**GIVEN INSTRUCTION**
Copy out word for word everything in the entries below from the line containing "det: blue long-sleeve shirt" down to the line containing "(600, 343), (720, 377)", with both of those lines included.

**DATA PROVIDED**

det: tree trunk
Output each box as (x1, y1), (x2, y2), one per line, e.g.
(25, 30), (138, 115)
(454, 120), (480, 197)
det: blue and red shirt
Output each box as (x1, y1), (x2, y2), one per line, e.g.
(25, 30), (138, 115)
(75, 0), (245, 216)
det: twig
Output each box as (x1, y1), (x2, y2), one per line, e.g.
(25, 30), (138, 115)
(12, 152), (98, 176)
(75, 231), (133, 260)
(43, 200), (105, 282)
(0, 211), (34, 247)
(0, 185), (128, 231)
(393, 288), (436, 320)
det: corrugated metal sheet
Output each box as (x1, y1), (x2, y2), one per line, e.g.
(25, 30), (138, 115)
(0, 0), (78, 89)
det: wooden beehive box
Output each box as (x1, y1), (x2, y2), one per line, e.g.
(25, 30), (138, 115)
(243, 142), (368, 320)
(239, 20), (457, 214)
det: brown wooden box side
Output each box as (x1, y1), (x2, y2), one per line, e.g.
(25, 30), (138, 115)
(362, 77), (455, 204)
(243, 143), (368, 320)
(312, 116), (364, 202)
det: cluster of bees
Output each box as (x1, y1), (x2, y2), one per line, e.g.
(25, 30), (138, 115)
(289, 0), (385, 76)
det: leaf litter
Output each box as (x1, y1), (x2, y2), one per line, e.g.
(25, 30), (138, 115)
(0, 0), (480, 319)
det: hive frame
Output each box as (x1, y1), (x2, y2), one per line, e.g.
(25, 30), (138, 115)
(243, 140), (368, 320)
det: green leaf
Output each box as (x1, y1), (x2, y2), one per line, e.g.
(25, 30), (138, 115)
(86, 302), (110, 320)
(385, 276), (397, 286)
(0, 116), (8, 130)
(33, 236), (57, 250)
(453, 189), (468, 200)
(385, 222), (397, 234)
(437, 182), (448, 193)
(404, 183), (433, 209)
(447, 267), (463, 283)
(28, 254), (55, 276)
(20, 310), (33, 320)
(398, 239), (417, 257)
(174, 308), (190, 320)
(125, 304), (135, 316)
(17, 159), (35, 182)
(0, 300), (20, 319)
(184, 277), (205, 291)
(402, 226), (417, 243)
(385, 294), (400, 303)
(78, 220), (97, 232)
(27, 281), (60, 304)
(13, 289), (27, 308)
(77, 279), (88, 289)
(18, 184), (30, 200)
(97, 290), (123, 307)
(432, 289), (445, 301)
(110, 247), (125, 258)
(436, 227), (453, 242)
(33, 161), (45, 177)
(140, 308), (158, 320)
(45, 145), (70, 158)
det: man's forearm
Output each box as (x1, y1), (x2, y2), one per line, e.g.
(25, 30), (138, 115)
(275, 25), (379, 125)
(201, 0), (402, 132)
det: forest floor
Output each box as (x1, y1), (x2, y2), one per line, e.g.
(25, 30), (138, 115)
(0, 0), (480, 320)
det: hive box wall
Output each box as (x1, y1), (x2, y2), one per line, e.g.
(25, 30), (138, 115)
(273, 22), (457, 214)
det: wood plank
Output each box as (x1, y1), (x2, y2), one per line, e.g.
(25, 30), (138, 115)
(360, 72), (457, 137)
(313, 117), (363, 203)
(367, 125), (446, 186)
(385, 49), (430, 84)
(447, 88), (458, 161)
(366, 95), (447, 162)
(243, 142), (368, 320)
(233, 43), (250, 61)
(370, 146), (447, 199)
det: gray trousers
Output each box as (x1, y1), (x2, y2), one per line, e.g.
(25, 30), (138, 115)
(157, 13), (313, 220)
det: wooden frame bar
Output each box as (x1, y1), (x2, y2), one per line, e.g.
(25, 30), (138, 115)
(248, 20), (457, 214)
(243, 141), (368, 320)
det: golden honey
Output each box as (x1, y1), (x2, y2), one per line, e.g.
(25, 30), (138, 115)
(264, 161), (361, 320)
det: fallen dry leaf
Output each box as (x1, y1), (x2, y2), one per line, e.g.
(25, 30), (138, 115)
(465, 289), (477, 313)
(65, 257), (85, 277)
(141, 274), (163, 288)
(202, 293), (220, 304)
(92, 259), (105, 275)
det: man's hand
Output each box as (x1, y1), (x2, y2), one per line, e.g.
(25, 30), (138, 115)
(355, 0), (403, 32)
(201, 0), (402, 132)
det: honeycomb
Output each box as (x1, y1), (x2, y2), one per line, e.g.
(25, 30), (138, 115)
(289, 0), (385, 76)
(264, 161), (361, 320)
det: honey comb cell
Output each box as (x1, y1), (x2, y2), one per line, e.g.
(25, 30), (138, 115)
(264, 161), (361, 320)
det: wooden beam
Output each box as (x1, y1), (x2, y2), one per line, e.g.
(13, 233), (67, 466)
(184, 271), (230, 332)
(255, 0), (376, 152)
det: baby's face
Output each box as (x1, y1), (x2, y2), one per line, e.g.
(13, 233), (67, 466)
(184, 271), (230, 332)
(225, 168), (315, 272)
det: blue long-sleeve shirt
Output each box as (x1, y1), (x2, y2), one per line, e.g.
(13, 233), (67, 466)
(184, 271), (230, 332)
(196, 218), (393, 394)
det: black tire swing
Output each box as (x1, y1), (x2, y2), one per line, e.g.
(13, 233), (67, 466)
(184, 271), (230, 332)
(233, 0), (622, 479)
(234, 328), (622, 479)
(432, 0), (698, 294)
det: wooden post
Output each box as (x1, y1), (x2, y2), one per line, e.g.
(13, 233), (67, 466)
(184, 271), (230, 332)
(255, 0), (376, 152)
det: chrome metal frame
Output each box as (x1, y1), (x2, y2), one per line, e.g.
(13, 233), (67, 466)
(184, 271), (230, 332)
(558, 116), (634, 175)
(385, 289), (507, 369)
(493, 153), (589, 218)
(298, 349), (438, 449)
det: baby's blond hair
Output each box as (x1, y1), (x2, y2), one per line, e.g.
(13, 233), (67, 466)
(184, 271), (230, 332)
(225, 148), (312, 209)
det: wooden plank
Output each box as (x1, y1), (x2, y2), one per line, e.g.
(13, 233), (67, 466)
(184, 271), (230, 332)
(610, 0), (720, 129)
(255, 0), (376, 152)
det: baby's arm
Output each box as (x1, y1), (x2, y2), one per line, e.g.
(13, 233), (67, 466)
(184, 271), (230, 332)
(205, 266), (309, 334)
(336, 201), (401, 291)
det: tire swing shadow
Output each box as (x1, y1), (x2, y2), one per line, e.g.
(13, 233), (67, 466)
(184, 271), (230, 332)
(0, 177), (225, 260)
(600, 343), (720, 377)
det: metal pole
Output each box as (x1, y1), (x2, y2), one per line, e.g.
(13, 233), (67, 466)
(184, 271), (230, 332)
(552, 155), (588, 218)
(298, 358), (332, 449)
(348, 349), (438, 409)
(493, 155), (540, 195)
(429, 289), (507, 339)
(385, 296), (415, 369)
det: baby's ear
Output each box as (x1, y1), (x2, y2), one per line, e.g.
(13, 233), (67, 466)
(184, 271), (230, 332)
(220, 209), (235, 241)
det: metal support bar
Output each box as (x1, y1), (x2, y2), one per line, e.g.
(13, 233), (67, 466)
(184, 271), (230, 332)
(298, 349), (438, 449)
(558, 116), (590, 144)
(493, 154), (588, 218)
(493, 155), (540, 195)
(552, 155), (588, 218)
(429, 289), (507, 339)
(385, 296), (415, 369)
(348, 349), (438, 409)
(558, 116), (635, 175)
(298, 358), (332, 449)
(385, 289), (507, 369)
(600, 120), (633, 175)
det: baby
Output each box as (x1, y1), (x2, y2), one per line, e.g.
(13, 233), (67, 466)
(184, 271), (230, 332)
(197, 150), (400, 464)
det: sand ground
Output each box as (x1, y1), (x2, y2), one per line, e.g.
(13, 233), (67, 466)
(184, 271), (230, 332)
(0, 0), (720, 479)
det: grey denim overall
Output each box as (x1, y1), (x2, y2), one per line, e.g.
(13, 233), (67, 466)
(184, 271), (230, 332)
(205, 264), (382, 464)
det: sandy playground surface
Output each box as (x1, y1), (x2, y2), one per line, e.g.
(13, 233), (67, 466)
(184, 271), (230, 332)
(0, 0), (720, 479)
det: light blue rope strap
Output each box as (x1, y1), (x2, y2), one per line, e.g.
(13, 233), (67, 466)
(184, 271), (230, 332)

...

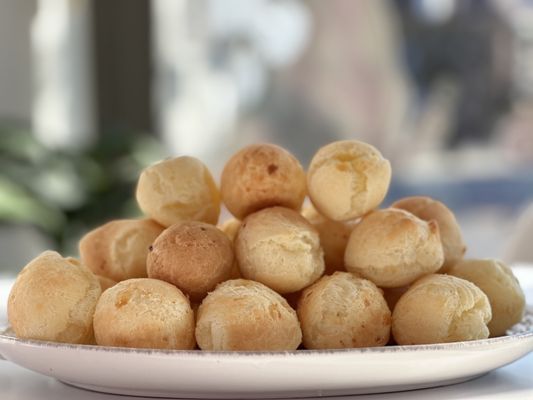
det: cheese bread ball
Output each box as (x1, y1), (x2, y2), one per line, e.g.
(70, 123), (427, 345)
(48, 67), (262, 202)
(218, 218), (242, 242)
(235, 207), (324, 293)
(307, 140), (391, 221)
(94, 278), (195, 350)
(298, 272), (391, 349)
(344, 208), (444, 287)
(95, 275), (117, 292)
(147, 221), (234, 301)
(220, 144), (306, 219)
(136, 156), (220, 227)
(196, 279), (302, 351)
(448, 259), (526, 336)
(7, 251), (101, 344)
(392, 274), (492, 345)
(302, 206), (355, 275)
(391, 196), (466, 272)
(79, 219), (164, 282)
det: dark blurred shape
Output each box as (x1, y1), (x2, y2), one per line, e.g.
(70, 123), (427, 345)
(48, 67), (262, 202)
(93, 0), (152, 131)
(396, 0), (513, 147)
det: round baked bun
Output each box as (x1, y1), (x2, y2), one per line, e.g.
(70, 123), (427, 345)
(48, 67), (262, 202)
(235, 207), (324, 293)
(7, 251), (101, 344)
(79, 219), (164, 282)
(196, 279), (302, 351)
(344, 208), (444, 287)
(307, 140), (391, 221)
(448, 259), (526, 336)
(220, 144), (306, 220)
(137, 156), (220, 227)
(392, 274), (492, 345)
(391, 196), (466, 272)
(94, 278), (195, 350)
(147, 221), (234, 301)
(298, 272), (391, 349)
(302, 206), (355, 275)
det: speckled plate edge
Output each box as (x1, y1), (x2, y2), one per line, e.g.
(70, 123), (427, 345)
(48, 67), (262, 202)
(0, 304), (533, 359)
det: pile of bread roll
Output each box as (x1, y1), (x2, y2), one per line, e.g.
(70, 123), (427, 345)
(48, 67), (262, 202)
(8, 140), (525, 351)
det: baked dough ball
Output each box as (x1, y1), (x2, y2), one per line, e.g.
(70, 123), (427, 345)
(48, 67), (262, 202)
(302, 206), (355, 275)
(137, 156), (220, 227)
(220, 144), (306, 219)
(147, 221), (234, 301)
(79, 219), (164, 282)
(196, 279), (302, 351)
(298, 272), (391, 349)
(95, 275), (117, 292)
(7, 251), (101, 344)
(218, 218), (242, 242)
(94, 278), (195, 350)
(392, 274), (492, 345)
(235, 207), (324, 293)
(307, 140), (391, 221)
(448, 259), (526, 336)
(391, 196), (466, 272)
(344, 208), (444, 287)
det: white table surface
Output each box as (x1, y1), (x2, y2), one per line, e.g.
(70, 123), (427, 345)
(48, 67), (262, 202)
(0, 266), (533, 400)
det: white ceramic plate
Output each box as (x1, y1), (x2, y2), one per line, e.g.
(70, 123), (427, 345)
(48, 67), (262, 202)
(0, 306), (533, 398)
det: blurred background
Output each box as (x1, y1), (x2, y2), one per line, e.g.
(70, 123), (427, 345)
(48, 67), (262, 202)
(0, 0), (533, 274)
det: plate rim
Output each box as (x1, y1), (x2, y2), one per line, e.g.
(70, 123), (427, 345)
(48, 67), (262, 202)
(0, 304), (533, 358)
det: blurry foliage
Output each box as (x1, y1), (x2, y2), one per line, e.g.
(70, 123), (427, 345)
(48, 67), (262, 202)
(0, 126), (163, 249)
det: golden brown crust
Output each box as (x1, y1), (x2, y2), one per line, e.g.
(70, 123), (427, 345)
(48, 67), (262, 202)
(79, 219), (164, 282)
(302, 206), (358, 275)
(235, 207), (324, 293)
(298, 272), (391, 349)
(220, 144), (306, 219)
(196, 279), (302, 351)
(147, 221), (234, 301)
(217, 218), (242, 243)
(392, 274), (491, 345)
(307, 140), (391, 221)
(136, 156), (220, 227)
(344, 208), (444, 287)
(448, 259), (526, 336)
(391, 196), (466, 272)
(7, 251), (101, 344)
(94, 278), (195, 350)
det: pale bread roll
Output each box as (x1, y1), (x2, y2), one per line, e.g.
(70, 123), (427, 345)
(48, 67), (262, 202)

**SOLUTION TO THIS EXERCISE**
det: blue long-sleeve shirt
Output each box as (x1, y1), (x2, y2), one per line, e.g.
(13, 233), (67, 466)
(184, 271), (230, 332)
(196, 218), (393, 394)
det: black tire swing
Output each box as (x1, y1), (x2, y2), one per line, e.g.
(13, 233), (67, 466)
(184, 271), (230, 332)
(233, 0), (622, 479)
(234, 328), (622, 479)
(432, 0), (698, 294)
det: wooden post
Output each box as (x1, y1), (x2, y2), one per line, e.g.
(13, 233), (67, 466)
(184, 271), (230, 332)
(255, 0), (376, 152)
det: chrome metal frame
Output each box as (x1, y1), (x2, y2), one per line, e.g.
(13, 233), (67, 466)
(184, 271), (230, 332)
(558, 116), (634, 175)
(385, 289), (507, 369)
(493, 153), (589, 218)
(298, 349), (438, 449)
det: baby's blond hair
Output each box as (x1, y1), (x2, y2), one per line, e.g.
(13, 233), (67, 466)
(184, 271), (230, 332)
(225, 148), (312, 209)
det: wooden plank
Output each box as (x1, y1), (x2, y2), one per line, e.g.
(13, 233), (67, 466)
(184, 271), (230, 332)
(610, 0), (720, 129)
(255, 0), (376, 152)
det: baby's arm
Output each box as (x1, y1), (x2, y2), one per line, e.g.
(13, 233), (67, 466)
(184, 271), (230, 332)
(205, 266), (309, 334)
(336, 201), (401, 291)
det: tire swing shadow
Output each box as (x1, y1), (x2, y2), one per line, e.g.
(13, 233), (67, 466)
(184, 271), (230, 332)
(0, 177), (225, 260)
(600, 343), (720, 377)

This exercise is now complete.